* **Written request**
Please quote the records below line for line, changing nothing.

··· Data provided

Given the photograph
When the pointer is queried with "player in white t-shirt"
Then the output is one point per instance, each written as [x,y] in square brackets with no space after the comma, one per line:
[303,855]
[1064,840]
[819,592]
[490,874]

······

* **Final result**
Given the photograph
When the pointer is queried with "player in white t-shirt"
Then the output is one point per instance, each written as [x,y] in square brackets with no space after the comma, one per line:
[303,855]
[1064,840]
[819,592]
[490,874]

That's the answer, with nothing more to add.